> _AUFGABEN_:
A – Prüfe anhand des Textes zum abgesagten Vorkauf in Friedrichshain-Kreuzberg, ob diese Aussagen zutreffen: (i) Die Genossenschaft „Diese EG“ tritt vom Kauf des Hauses zurück. (ii) Florian Schmidt ist Baustadtrat der CDU. (iii) Der bisherige Eigentümer beziffert seinen Schaden auf mehrere Millionen Euro. Antworte jeweils mit Ja oder Nein und zitiere die entscheidenden Worte des Textes wörtlich.
B – Führe den Text zum abgesagten Vorkauf in Friedrichshain-Kreuzberg nach seinem letzten Satz weiter.

> _AUSGANGSTEXT_:
· · · · ·
Berlin nach dem Mietendeckel: Häuserkrampf geht weiter
Den abgesagten Vorkauf eines Hauses durch den Bezirk will die Opposition nutzen, um das Mittel an sich zu diskreditieren. Doch der Fall ist komplexer.
Der Bezirk Friedrichshain-Kreuzberg wollte sich das Haus mittels Vorkaufsrecht sichern, die zu Vorkaufszwecken gegründete Genossenschaft „Diese EG“ stand bereits als Käuferin bereit. Nun kam im Laufe dieser Woche der Rückzieher: „Wir haben eine Kalkulation aufgestellt, die wegen des wesentlich höheren Sanierungsbedarfs eine Mietenentwicklung vorgesehen hätte, die weder wir noch die Mieter noch der Bezirk wollen“, sagte Diese-Sprecherin Elena Poeschl am Freitag der taz. Weil zugleich Zuschussgeber Geld verweigert hätten, „müssen wir vom Kauf zurücktreten“.
Schock für die Mieter
Für die Mietparteien ist das ein Schock. Die konservative Opposition im Abgeordnetenhaus sieht darin eine Möglichkeit, das Vorkaufsrecht generell in Frage zu stellen – und damit zugleich die Politik von Florian Schmidt, grüner Baustadtrat des Bezirks. Denn der bisherige Eigentümer der Rigaer 101 sieht sich durch den nicht vollzogenen Verkauf geschädigt. Gegenüber der Morgenpost sprach er von einer Schadenssumme von mehreren hunderttausend Euro.
· · · · ·
> _DATENSÄTZE_:

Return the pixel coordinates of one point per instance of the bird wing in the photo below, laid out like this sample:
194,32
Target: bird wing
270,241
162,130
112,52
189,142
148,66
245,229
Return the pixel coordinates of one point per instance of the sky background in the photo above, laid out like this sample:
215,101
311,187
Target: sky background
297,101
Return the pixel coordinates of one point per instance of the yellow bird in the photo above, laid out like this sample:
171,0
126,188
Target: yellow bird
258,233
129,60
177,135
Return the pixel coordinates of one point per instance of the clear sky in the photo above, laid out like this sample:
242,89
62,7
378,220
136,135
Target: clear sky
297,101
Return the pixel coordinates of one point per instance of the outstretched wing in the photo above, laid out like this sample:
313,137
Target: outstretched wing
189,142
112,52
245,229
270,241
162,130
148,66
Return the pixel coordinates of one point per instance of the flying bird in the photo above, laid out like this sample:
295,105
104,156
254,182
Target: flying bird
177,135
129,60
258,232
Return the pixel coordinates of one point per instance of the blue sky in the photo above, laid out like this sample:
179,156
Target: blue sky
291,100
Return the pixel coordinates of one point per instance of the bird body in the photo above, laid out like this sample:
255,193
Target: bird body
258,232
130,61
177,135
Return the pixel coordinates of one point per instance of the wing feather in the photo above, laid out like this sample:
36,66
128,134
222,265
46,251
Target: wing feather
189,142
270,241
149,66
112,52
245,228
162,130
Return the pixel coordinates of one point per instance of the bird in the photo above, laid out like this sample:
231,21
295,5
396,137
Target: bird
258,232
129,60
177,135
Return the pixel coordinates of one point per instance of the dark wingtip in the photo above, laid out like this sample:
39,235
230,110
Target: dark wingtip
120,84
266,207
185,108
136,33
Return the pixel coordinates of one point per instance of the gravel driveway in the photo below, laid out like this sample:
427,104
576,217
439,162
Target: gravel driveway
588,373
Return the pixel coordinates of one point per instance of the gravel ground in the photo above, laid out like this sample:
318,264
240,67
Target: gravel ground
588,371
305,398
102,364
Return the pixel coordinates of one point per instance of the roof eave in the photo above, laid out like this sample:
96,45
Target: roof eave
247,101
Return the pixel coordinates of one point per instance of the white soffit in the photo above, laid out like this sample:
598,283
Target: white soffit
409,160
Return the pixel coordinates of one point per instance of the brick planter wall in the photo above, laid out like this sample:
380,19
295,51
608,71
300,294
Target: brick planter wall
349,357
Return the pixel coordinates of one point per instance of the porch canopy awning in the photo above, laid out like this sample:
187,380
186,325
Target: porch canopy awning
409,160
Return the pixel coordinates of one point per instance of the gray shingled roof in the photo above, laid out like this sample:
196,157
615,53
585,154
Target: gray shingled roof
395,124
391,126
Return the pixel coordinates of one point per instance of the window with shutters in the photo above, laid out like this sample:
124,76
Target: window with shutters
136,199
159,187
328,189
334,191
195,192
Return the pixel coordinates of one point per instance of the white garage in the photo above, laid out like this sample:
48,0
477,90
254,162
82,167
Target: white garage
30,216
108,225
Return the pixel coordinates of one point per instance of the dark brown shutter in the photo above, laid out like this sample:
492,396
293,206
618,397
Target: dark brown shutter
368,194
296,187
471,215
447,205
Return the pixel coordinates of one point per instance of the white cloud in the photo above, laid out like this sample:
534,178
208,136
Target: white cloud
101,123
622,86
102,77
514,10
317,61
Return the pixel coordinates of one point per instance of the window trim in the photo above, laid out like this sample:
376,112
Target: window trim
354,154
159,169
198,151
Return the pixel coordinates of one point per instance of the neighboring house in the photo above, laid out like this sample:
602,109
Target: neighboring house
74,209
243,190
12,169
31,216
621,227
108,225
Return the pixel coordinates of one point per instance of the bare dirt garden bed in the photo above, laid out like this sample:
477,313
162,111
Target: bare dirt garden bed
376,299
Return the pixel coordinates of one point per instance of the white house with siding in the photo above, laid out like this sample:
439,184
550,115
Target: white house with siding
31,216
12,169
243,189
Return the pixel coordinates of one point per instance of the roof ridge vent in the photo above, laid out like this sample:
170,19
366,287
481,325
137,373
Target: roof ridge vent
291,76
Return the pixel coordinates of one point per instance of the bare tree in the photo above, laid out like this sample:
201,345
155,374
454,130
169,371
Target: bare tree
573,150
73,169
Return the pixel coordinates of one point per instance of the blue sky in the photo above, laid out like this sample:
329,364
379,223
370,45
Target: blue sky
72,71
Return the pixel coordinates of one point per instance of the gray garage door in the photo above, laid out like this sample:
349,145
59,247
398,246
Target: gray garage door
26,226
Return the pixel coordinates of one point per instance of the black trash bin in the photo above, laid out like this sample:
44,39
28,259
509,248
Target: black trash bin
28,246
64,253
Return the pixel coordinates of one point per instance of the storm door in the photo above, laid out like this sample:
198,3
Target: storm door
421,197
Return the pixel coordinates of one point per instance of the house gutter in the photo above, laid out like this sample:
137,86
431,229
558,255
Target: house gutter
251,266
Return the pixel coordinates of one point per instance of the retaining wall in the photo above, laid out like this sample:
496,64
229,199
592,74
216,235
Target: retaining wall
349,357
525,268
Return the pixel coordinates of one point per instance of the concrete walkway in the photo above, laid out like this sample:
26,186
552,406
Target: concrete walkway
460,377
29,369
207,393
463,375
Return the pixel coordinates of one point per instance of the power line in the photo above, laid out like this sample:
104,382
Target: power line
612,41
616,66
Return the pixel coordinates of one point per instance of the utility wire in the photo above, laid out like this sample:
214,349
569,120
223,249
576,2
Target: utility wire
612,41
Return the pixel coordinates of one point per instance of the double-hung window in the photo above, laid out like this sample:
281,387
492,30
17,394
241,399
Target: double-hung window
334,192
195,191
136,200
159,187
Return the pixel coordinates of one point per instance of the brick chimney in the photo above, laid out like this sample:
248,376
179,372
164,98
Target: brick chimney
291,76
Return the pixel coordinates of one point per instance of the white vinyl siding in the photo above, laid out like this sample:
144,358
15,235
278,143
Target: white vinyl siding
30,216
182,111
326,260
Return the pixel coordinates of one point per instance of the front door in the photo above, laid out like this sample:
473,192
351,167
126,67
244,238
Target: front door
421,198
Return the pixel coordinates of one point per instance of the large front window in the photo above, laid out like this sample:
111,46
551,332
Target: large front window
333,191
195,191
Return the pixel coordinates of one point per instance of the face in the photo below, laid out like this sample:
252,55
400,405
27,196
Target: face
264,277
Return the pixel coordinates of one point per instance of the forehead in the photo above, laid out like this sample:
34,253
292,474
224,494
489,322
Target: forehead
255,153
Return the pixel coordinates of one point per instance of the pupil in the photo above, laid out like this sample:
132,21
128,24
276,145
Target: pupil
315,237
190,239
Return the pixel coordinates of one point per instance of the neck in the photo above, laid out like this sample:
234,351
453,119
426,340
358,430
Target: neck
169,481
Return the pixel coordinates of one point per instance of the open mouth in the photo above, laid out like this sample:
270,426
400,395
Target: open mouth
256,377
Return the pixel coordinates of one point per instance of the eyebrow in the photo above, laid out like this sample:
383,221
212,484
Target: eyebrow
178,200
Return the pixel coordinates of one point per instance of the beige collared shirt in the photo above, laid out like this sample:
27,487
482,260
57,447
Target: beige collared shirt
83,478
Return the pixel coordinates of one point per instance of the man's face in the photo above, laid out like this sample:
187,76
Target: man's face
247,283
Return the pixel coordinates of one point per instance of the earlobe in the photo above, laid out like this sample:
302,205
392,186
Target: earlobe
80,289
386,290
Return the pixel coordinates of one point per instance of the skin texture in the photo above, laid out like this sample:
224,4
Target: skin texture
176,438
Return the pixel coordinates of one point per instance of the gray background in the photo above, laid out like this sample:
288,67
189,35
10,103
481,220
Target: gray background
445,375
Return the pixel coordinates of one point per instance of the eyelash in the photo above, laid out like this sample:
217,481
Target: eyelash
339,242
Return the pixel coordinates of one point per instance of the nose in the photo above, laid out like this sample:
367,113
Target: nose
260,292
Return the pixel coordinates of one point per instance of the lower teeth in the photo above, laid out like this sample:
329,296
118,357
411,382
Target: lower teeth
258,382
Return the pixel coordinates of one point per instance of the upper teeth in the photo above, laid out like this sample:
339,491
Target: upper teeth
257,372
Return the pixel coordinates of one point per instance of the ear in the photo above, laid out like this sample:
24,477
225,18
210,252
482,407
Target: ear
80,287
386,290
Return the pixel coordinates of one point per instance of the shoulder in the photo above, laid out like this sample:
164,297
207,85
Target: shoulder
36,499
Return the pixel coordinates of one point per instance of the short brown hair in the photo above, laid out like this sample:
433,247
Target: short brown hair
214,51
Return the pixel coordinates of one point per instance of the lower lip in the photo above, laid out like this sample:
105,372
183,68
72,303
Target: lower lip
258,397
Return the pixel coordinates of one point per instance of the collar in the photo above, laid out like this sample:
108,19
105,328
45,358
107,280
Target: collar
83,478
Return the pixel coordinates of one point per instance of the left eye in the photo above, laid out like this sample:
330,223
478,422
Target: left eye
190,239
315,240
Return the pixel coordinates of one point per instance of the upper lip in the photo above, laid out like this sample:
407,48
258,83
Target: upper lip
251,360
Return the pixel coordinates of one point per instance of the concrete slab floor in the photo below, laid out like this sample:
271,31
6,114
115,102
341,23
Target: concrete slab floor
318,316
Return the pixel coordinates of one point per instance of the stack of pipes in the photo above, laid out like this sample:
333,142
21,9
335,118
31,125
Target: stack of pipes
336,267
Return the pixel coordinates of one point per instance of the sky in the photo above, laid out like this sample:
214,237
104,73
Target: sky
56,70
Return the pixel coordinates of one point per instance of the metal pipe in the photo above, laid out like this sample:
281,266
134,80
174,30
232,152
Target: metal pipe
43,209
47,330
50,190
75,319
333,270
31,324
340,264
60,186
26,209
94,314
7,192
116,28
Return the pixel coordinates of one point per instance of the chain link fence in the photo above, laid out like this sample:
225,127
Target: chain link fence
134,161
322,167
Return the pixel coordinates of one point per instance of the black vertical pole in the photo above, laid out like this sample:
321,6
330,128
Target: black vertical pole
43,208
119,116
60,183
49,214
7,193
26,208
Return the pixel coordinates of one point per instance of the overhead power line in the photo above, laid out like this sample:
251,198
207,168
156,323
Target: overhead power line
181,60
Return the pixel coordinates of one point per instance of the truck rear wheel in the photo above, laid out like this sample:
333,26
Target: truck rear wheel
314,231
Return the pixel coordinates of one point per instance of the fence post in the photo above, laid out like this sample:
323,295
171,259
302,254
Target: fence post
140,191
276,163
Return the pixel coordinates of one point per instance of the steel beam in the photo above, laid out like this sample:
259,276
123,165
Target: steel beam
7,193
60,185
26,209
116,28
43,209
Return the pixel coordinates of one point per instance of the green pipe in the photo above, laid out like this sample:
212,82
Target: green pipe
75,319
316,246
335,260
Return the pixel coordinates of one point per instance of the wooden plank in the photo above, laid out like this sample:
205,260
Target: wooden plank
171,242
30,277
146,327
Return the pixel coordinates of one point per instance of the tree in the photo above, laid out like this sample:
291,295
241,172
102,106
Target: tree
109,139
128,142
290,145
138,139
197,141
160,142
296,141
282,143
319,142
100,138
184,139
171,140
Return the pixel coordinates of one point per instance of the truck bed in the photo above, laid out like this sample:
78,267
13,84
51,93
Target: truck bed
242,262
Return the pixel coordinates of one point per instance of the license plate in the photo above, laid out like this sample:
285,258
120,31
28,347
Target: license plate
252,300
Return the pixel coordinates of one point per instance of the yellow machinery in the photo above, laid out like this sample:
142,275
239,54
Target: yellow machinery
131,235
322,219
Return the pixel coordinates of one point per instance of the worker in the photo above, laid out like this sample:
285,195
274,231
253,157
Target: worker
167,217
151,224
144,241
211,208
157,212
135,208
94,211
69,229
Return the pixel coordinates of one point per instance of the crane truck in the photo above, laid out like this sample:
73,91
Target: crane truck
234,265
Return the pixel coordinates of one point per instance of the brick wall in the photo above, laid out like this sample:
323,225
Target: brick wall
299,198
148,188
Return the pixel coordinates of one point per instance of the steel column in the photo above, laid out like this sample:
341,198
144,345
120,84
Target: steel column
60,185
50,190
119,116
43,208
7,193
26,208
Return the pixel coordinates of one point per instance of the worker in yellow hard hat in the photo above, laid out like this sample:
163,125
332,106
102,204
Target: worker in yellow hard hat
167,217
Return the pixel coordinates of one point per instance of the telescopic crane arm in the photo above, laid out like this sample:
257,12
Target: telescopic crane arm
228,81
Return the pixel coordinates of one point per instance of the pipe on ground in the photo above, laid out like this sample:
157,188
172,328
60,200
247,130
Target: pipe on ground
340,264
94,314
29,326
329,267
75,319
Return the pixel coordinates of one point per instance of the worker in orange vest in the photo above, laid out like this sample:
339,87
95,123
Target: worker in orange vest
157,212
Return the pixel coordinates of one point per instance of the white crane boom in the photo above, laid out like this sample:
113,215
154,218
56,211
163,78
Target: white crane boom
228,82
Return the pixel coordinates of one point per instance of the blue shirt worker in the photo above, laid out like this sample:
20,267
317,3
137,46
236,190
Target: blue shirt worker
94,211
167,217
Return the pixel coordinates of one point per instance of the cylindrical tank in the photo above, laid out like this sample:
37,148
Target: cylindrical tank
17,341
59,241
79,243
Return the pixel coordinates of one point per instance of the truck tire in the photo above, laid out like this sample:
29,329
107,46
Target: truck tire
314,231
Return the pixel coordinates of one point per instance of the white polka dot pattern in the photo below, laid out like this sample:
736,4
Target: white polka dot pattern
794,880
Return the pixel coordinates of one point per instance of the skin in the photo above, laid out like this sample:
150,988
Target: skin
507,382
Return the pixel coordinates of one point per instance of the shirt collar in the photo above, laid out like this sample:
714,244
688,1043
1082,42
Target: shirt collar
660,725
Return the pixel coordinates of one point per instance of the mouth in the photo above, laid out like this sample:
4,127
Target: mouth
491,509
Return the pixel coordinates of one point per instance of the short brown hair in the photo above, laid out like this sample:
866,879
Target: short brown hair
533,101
· · · · ·
> _LÖSUNGEN_:
A –
(i) Ja: „müssen wir vom Kauf zurücktreten“
(ii) Nein: „grüner Baustadtrat des Bezirks“
(iii) Nein: „einer Schadenssumme von mehreren hunderttausend Euro“

B –
Die FDP-Fraktion im Abgeordnetenhaus forderte daraufhin am Freitag Konsequenzen: Sollte der Bezirk tatsächlich für „gescheiterte Vorkäufe haften müssen, dann ist Schmidt als Bezirksstadtrat nicht mehr tragbar“. Die Grünen sollten ihn schon jetzt „in die Schranken“ weisen.
Für Schmidt hingegen ist der Vorfall bei weitem nicht so außergewöhnlich, wie er von der Opposition dargestellt wird. „Ein Vorkaufsbescheid ist ein belastender Bescheid, er kann gemäß Verwaltungsverfahrensgesetz aufgehoben werden, wenn sich die Sachlage ändert“, sagte er der taz und nannte zwei weitere Fälle, in denen erst im Oktober der Bescheid aufgehoben wurde: die Urbanstraße 131 und 67. Die Käufer hätten in beiden Fällen die Aufhebung akzeptiert, „obwohl die Konditionen des Mietendeckels bereits bekannt waren“; es sei zu Vereinbarungen mit den Mietern für die nächsten Jahrzehnte gekommen.
Auch einer Schadenersatzforderung sieht der Stadtrat gelassen entgegen: Bisher sei diese dem Bezirk zum einen „nicht bekannt“. Zum anderen sei das Risiko bei Aufhebung von Vorkaufsbescheiden „überschaubar, denn die Verkäufer haben weiterhin ihr Eigentum und erhalten weiterhin Mieteinnahmen“.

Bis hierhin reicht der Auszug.